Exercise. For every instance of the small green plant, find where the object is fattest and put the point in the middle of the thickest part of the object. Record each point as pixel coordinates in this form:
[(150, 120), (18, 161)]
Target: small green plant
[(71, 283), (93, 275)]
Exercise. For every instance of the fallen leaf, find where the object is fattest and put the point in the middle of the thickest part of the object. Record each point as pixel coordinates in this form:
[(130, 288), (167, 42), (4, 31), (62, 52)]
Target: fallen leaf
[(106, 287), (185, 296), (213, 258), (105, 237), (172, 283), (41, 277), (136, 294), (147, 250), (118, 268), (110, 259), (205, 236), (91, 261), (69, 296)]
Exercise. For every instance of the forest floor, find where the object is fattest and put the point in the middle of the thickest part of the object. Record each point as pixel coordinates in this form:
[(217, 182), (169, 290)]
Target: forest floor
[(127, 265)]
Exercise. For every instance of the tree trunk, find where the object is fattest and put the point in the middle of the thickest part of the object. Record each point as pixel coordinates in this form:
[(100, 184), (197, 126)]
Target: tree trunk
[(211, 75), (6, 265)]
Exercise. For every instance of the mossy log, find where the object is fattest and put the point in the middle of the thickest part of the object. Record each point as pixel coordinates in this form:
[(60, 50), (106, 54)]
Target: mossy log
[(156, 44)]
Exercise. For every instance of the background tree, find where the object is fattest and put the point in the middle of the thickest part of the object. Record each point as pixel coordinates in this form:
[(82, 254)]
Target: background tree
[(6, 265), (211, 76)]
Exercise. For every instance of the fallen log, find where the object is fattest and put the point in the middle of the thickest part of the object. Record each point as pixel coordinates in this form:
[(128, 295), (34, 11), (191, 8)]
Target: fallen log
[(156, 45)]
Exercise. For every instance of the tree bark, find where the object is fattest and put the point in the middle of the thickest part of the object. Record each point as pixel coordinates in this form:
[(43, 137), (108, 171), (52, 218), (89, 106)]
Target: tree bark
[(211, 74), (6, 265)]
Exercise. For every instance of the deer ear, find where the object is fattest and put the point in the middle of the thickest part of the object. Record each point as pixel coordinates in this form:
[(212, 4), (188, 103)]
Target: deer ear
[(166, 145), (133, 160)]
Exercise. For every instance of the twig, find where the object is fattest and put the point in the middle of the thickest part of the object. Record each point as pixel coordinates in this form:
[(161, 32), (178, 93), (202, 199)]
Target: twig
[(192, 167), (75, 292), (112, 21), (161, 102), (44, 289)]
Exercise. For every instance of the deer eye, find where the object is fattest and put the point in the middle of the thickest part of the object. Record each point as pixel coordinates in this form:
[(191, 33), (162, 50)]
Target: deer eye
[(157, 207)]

****************

_Instructions for the task_
Rewrite the records between the line holding "Exercise. For every instance of the forest" and the line holding "Target: forest floor", inclusive, as a numbered list, leaving out blank lines.

_Reply to the task_
1. Exercise. For every instance of the forest floor, find where the object is fattest and put the point in the middle of the thickest part of the object. Record each point as pixel coordinates in this form:
2. [(217, 182), (169, 290)]
3. Target: forest floor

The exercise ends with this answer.